PASSAGE FOR REVIEW:
Most people call it “the bird disease,” but we physicians call it histoplasmosis.  What is it?  It’s a fungus that lives in the soil.  It can cause disease in humans that ranges from a very mild illness to a relentless overwhelming infection leading to death. 

While the specific disease was not identified until 1905, the danger of fungi was recognized in ancient times and can even be traced back to the Old Testament (Leviticus 14:33-48). In that passage the term “affection” is used but it is clear that mold inside the home is being described along with very careful instructions to get the priest involved in order to rid the home of this problem; “If upon looking at the affection he finds that the affection on the walls of the house is in greenish or reddish patches, and that they have the appearance of being deeper than the surface of the wall, the priest shall come out of the house to the doorway of the house, and quarantine the house for seven days.”

Histoplasmosis is one of many fungi that inhabit our world. Like bacteria a fungus  has a single cell, but unlike bacteria it can grow like a plant with branching limbs and spores.  It is that structure that gives it the fuzzy fluffy appearance that we call mold or mildew.  Since its discovery in 1905 histoplasmosis has been studied extensively. It occurs worldwide but has a preference for river valleys. In the United States it is concentrated around the Ohio and Mississippi rivers from Iowa through Ohio in the north to Louisiana and Mississippi in the south. As mentioned above it lives in the soil but its favorite home is soil mixed with bird droppings. In soil without bird droppings there will be a low concentration of the fungus but in moist soil with bird droppings there will be a very high concentration. Birds don’t actually carry the disease.  Instead, it lives where they live which is why it is called “the bird disease.”

Stored data entries
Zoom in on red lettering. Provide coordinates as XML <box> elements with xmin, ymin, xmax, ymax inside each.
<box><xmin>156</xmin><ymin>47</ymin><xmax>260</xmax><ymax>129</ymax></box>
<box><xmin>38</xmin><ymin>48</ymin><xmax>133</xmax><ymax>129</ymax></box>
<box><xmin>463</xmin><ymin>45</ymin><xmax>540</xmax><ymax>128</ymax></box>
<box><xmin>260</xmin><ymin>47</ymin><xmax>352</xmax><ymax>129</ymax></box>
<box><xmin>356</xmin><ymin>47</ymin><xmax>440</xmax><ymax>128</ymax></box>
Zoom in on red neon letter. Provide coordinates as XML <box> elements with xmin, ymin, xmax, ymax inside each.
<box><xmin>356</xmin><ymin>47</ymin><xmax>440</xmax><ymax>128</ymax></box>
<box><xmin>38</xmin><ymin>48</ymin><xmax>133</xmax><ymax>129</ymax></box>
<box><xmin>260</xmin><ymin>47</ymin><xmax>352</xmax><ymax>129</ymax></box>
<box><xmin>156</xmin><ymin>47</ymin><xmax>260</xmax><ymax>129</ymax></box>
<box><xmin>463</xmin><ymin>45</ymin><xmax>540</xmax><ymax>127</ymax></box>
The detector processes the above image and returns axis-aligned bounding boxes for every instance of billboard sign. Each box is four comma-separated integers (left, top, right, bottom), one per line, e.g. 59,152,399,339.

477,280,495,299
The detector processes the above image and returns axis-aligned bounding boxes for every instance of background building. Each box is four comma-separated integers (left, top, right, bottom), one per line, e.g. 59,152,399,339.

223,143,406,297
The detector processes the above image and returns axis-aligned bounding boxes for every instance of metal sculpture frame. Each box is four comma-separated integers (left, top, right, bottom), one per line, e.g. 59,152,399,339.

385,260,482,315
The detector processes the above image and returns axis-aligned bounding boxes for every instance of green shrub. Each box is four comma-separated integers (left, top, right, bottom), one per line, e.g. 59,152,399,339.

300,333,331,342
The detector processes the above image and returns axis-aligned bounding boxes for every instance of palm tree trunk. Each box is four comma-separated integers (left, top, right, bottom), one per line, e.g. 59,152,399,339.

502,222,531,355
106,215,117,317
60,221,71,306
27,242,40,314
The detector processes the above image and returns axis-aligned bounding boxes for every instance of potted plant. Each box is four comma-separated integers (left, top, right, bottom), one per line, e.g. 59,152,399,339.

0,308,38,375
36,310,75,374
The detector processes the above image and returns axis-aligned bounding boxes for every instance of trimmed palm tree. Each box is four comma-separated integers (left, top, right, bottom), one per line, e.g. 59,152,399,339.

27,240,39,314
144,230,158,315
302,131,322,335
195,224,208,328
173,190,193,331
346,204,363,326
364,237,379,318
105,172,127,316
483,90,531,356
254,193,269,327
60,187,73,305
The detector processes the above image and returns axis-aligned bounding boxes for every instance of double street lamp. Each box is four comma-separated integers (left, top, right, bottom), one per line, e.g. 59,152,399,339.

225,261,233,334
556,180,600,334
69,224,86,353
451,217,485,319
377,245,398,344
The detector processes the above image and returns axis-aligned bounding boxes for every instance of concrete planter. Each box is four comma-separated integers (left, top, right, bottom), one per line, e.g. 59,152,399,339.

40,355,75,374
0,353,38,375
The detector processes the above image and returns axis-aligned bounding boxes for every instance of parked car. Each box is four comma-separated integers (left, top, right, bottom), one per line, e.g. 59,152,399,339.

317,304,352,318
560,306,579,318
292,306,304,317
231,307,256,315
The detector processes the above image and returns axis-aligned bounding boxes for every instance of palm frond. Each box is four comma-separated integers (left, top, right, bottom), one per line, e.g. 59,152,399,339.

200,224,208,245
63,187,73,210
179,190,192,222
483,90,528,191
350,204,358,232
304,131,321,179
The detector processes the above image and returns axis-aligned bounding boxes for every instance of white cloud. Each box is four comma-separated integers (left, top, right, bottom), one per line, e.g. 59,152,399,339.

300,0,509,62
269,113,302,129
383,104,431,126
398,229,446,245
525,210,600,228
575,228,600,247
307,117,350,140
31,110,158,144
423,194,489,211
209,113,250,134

EXERCISE TASKS:
**a.** Reproduce the portion of the histoplasmosis passage starting with "Most people call" and going on through "leading to death.".
**b.** In the histoplasmosis passage, what kind of soil has a very high concentration of the fungus?
**c.** Pick up the histoplasmosis passage after its final sentence and carry it forward.

ANSWERS:
**a.**
Most people call it “the bird disease,” but we physicians call it histoplasmosis.  What is it?  It’s a fungus that lives in the soil.  It can cause disease in humans that ranges from a very mild illness to a relentless overwhelming infection leading to death.

**b.** Moist soil with bird droppings has a very high concentration of the fungus.

**c.**
Willow Creek meanders through downtown Mason City.  In the 1960s its banks were overgrown with trees and brush and thousands of starlings lived there covering the banks with droppings.  In 1962 the city decided to clean up the mess with bulldozers and in the process created large clouds of dust that contained millions of histoplasma spores.  An epidemic followed in which two people died, about 30 became quite ill and hundreds more suffered a mild illness.

Histoplasmosis is contracted five to 15 days after inhalation of spores but is not contagious from person to person. While it most commonly infects the lungs it can travel to any organ including the eyes.  Although the illness can be life threatening it is generally mild and most people get better.  However some people develop the chronic progressive kind in which the person feels run down and the spots in the lung gradually enlarge. 

While we can treat histoplasmosis today with antibiotics the best treatment is prevention.  All one has to do to prevent the disease is avoid inhaling the spores.  There are two principles of avoidance.  The first is, don’t disturb an outdoor environment of histoplasmosis which can infect others.  The second is, if you have to clean or disturb an indoor environment of histoplasmosis such as a chicken coop, a bird sanctuary, an out building with droppings, an attic with droppings, etc. wear a respirator.  While cartridge respirators are the best, they are expensive, bulky and inconvenient.  A good quality paper respirator will do the job quite well.  I must emphasize good quality.  The paper thin dust masks with one strap are not as good as the thicker two strap respirators.  These respirators can be found at some hardware stores and most welding shops and elevators.

With proper precautions we can prevent histoplasmosis and free up our priests to turn their attention to more pressing human dilemmas.

Dr. Gary Levinson is a pulmonogist with Mercy Internal Medicine Clinic.